What the exercise asks:
An exact, complete copy of the data that follows is needed.

Record extracts:
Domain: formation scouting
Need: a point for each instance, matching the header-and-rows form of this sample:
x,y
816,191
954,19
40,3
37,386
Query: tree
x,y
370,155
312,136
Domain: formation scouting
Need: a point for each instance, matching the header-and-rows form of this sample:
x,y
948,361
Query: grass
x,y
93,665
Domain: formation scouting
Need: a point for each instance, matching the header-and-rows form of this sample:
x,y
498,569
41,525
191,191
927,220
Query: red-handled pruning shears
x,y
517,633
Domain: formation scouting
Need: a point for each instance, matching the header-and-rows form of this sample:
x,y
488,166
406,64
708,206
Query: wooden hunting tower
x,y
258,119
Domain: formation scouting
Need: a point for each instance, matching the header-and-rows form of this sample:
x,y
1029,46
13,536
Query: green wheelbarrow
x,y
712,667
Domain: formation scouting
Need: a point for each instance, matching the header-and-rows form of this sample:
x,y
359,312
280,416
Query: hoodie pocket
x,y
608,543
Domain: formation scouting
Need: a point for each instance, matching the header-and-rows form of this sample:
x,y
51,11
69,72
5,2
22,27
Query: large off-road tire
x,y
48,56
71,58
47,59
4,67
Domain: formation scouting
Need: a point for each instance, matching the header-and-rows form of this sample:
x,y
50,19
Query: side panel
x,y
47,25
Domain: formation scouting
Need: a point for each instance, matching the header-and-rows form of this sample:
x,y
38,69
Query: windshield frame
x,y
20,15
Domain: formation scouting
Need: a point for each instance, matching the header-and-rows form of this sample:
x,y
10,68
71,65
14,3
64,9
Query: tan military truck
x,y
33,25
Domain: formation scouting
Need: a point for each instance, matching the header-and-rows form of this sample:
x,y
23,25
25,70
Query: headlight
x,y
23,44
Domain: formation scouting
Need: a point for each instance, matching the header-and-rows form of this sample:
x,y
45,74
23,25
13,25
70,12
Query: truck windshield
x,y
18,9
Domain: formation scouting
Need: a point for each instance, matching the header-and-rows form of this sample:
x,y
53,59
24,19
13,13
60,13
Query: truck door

Expected answer:
Domain: formation scouting
Need: a point for each instance, matching the header-and-rows form of this sample:
x,y
816,191
954,19
40,3
37,386
Query: tree
x,y
370,155
312,136
Domain: formation scouting
Need: a point for each instance, matching the header-and-rows form of this sample:
x,y
948,361
Query: grass
x,y
93,665
Domain: formation scouting
Need: a point for each instance, matching the header-and-rows form of this sample:
x,y
498,569
41,525
191,191
927,220
Query: red-handled pruning shears
x,y
517,633
Domain: formation scouting
Need: a point for each instance, matching the header-and-rows form of this sample:
x,y
488,166
406,64
708,206
Query: wooden hunting tower
x,y
258,119
Domain: formation scouting
Need: a point for each instance, matching the header-and-rows form of this sample:
x,y
1029,46
13,536
Query: green wheelbarrow
x,y
712,667
Domain: formation scouting
Need: a point for each instance, matching the header-and-rows form of this sample:
x,y
359,312
280,416
Query: hoodie pocket
x,y
608,543
Domain: formation scouting
Need: a point for each instance, matching the header-and-rows form of this sample:
x,y
51,11
69,72
5,2
22,27
Query: large off-road tire
x,y
48,56
71,58
47,59
4,67
Domain: formation scouting
Need: a point for each instance, matching the header-and-rows form of this sample:
x,y
50,19
Query: side panel
x,y
47,25
Domain: formation scouting
Need: a point for each instance, matching the header-and-rows form of this sample:
x,y
38,69
Query: windshield frame
x,y
20,15
Domain: formation scouting
Need: a point for each instance, matching the header-and-rows form of this sample:
x,y
10,68
71,65
14,3
64,9
Query: tan military truck
x,y
33,25
Domain: formation scouting
Need: a point for each instance, matching the header-and-rows form of this sample:
x,y
23,25
25,70
Query: headlight
x,y
23,44
Domain: formation scouting
Need: a point for each instance, matching the header-and-rows form of this sample:
x,y
45,74
23,25
13,25
70,12
Query: truck windshield
x,y
18,9
Domain: formation scouting
Need: a point for each instance, matching the header-and-rows form of this sample:
x,y
53,59
24,19
13,13
60,13
Query: truck door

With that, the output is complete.